**** CRITIQUE PROPOSÉE ****

Quelle déception ! Quelle énorme déception !
Aja aime le cinéma et ça se sent. Mais quand un type se relève après un coup de fusil en pleine face, je me demande s'il aime l'amateur de film d'horreur ! Grandiloquent, le film ne l'est pas tellement, c'est vrai. Feutré, il l'est, c'est sûr : on sent les nombreuses influences, notamment des traces de western tant dans la façon de filmer les décors désertiques que dans la composition musicale. Aja ne dénature pas le film de Craven pendant une heure. Sa patte intervient ensuite par une surenchère d'effets gore, saisissants oui, mais s'avérant inutiles... pour moi en tt cas. Le côté crasseux est respecté, le côté suintant aussi. Les acteurs sont meilleurs ici, par rapport à l'original qui, de toute façon, méritait un remake. Que dire si ce n'est que pour faire peur, Aja se trouve réduit à étaler le sang qui tache, à utiliser le répugnant comme seule alternative ? Voilà un procédé qui me désole, quand on sait qu'avec
Haute Tension (ça y est, la comparaison tombe déjà

), le réalisateur cultivait la peur avec sagesse : le gore n'était qu'un prétexte psychique... expliqué par la folie, rendant ainsi tout le sel à ce chef-d’œuvre.

**** EXTRAITS DE LISTE ****

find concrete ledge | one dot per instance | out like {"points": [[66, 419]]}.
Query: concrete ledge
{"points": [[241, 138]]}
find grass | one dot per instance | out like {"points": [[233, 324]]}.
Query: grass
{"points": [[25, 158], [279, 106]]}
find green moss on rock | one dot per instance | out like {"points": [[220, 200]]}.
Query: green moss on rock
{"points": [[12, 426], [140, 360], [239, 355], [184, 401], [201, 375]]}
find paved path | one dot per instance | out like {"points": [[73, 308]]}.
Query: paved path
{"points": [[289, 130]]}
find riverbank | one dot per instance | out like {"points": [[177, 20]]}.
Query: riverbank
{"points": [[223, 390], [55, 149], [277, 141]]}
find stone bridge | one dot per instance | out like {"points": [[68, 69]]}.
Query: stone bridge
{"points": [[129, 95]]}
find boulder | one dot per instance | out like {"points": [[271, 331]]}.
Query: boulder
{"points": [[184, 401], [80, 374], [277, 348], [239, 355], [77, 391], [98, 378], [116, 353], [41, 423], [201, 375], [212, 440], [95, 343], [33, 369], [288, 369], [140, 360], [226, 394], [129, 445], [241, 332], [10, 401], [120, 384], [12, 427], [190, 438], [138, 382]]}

****

EXERCICES |
1. D'après la critique, pendant combien de temps Aja ne dénature-t-il pas le film de Craven ?
2. Prolongez la critique du film d'Aja à partir de sa dernière phrase.
La liste n'a aucun lien avec la critique.

RÉPONSES |
1. Pendant une heure.

2.
Alors... pourquoi
La colline a des yeux ne fait-il pas peur ? Ce n'est sans doute pas à cause des personnages qui jouent tous justement. Ce n'est pas non plus à cause des animaux qui nous faisaient bien sourire dans l'original. Non, ici, l'approche de l'horreur est différente : des mecs consanguins qui n'étaient pas là au bon moment, s'en prennent à une famille américaine de base votant républicain haut le fusil. Est-ce donc pour cela que le film a eu du succès aux States ? On étale les clichés politiques comme du beurre : le démocrate est une tapette, la mère prie Dieu, et les Texans ont tjrs des couilles, même quand ils n'en ont plus (allez savoir). Une famille américaine type qui n'était pas là elle aussi au bon moment. Dans ce cas : survival. Ok, admettons. Survival, le film est un survival, faut pas chercher à comprendre 107 ans : on va jouer à "survit ou crève".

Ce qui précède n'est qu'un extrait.